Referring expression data
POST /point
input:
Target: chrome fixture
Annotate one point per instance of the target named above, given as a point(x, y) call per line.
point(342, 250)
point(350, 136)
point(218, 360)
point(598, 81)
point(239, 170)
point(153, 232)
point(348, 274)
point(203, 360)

*To do*: Only an exact copy of the entries above will do.

*Response for this exercise*:
POST /point
input:
Target: chrome fixture
Annotate one point per instance of the target named above, given as a point(x, y) call per line.
point(342, 250)
point(350, 136)
point(218, 360)
point(598, 81)
point(239, 170)
point(153, 232)
point(348, 274)
point(203, 360)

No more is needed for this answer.